### Given passage

Oh, `fib_2`, why do you lie? The answer is: because `fib(500)` is pure, and its return value is
immediately thrown away, so the optimiser replaces the call with a no-op (which clocks in at 0 ns).

What about the other two? `fib_1` works because the closure passed to `bench` returns the result of
the `fib(500)` call. Easybench takes whatever your code returns and tricks the optimiser into
thinking it's going to do something with it. In `fib_3`, we actually *do* use the return value - we
store it in the benchmark's private mutable state. This works fine but looks a bit weird.

The moral of the story: when benchmarking pure functions, make sure to return enough information to
prevent the optimiser from eliminating code from your benchmark!

### Entries supplied
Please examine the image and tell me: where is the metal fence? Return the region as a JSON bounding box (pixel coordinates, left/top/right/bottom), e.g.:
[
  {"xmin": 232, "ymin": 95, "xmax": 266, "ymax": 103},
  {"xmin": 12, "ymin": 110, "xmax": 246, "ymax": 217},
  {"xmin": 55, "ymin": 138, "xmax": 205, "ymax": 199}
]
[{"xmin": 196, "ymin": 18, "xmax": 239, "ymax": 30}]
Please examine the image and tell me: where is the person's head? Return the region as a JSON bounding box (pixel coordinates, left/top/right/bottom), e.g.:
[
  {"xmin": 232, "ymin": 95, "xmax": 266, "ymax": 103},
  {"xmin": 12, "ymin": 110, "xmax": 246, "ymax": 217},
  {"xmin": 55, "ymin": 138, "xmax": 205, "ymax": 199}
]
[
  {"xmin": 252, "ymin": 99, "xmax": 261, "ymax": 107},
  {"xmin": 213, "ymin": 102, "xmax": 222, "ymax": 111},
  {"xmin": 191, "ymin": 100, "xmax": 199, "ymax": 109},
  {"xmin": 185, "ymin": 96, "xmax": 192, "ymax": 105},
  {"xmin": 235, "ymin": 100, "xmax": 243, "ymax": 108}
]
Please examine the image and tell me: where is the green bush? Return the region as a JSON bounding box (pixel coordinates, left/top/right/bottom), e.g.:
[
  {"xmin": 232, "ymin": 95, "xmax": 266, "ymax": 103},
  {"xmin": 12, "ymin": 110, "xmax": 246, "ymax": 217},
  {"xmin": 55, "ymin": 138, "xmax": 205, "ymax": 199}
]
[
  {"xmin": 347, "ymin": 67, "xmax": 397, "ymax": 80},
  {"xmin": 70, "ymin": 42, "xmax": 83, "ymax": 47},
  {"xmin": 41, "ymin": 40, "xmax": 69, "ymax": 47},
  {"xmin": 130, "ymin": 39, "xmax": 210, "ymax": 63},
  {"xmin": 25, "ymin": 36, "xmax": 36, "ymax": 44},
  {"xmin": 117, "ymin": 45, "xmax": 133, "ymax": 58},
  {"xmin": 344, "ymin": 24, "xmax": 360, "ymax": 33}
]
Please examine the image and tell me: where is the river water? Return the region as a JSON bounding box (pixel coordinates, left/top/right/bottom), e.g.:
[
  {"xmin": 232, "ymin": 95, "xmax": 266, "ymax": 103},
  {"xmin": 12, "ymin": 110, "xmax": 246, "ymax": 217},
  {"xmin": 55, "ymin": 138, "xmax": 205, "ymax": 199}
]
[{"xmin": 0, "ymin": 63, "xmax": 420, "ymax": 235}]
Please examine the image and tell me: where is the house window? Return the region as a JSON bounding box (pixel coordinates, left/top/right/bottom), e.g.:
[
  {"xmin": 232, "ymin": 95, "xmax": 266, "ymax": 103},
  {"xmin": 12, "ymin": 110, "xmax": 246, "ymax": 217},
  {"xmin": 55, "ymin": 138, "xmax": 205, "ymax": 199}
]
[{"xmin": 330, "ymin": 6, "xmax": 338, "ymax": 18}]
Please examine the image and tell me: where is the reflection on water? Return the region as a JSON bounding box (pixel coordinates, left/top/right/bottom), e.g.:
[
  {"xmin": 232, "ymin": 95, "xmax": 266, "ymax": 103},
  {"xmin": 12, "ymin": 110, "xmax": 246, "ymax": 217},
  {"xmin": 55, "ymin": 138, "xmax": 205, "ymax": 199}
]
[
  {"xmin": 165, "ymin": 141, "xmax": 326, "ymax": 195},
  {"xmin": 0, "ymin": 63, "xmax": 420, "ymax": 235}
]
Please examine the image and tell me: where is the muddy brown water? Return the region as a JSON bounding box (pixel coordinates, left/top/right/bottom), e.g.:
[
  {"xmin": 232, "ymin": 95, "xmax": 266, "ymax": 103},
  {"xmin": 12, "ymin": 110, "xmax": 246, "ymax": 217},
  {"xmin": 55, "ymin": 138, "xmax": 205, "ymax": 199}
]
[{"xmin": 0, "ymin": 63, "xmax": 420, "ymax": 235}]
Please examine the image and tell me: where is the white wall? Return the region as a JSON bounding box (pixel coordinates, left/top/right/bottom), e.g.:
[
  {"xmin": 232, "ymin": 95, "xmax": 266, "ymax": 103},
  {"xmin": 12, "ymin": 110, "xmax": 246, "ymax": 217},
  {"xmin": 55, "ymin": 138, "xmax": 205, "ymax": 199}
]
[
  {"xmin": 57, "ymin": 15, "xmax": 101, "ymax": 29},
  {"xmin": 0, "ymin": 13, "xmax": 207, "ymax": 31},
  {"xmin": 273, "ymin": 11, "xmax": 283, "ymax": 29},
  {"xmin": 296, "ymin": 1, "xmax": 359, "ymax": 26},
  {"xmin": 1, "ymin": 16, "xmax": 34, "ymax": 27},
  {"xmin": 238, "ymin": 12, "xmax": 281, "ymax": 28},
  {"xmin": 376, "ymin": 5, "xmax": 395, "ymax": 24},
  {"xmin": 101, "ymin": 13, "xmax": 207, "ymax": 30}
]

### Written instruction
Return the stretch of the benchmarking passage from "What about the" through "a bit weird.", copied word for word. The rows above are separate from the benchmarking passage.

### Solution
What about the other two? `fib_1` works because the closure passed to `bench` returns the result of
the `fib(500)` call. Easybench takes whatever your code returns and tricks the optimiser into
thinking it's going to do something with it. In `fib_3`, we actually *do* use the return value - we
store it in the benchmark's private mutable state. This works fine but looks a bit weird.